• Provided information:
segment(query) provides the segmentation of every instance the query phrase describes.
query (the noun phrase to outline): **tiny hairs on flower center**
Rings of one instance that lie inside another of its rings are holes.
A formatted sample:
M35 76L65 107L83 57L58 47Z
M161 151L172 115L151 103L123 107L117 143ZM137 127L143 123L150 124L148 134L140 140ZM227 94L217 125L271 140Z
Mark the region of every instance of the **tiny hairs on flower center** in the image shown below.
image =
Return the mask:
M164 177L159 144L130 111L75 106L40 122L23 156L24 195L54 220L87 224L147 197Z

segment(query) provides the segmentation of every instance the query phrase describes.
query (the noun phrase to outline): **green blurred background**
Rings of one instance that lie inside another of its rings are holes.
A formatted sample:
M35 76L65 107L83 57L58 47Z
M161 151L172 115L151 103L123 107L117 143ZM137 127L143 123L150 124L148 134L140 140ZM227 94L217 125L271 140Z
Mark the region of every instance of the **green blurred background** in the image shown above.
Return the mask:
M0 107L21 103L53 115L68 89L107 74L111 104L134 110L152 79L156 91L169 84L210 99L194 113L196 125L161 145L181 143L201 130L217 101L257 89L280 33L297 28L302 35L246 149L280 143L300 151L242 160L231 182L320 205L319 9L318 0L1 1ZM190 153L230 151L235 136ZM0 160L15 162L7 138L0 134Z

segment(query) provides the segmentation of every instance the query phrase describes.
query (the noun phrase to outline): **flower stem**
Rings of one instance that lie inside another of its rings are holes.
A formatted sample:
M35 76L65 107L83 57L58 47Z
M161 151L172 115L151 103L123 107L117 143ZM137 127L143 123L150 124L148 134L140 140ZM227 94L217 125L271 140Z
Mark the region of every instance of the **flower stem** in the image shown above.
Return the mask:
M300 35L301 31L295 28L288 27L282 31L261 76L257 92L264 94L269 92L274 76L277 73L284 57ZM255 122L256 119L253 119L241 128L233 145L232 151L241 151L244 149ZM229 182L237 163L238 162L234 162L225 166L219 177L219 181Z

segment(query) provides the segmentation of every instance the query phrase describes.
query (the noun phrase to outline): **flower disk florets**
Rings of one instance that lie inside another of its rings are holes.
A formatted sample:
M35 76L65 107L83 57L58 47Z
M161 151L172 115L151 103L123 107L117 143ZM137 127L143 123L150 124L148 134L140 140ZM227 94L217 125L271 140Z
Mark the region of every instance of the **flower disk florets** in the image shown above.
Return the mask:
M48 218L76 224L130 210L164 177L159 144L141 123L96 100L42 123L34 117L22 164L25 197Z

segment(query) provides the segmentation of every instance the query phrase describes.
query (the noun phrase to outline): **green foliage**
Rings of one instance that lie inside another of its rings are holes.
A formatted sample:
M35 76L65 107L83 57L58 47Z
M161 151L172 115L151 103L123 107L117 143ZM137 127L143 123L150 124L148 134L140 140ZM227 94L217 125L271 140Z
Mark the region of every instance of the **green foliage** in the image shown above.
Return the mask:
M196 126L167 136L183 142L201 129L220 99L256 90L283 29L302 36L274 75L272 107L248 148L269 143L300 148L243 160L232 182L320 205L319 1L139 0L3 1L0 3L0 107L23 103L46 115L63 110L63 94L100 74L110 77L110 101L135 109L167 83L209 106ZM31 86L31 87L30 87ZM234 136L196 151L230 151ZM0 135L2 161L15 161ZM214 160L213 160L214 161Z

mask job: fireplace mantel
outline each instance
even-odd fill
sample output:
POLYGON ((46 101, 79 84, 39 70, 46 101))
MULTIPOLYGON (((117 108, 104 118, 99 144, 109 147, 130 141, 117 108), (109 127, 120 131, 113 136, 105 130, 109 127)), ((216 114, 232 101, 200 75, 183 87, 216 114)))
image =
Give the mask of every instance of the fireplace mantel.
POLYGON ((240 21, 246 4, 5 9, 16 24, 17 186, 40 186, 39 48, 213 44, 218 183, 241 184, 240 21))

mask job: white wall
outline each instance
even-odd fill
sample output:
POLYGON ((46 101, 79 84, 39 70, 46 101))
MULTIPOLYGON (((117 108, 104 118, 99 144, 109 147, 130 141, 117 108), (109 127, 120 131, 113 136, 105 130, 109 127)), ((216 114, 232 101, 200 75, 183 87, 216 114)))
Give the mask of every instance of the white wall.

• Written problem:
Copy out the listing above verbatim, from its first line through the line containing "M0 107L21 103L53", with both of those lines included.

• Answer below:
segment(query) provides the segmentation of every instance the query phrase describes.
query (the noun phrase to outline): **tiny hairs on flower center**
Rings of one instance that lie inside another of its rings are holes.
A formatted sample:
M35 76L65 107L83 57L58 47Z
M161 151L172 115L151 103L123 107L117 143ZM137 127L143 123L150 124L148 134L140 140ZM227 94L217 125L271 140Z
Mark the region of every instance of the **tiny hairs on flower center** in the image shown below.
image =
Return the mask:
M164 177L159 144L130 111L75 106L40 122L23 156L24 195L54 220L87 224L147 197Z

segment(query) provides the segmentation of every instance the query phrase describes.
query (the noun phrase to outline): **green blurred background**
Rings of one instance that lie inside another of its rings are holes.
A formatted sample:
M35 76L65 107L83 57L58 47Z
M161 151L172 115L151 103L123 107L117 143ZM137 127L143 123L150 124L148 134L140 140ZM227 94L217 125L271 140Z
Mark the region of every instance of the **green blurred background** in the image shown above.
Return the mask:
M0 107L21 103L53 115L68 89L107 74L111 104L134 110L152 79L156 91L169 84L210 99L194 113L196 125L161 145L181 143L201 130L217 101L257 89L280 33L297 28L302 35L246 149L280 143L300 151L242 160L231 182L320 205L319 9L318 0L1 1ZM190 153L230 151L235 136ZM0 160L15 162L7 138L0 134Z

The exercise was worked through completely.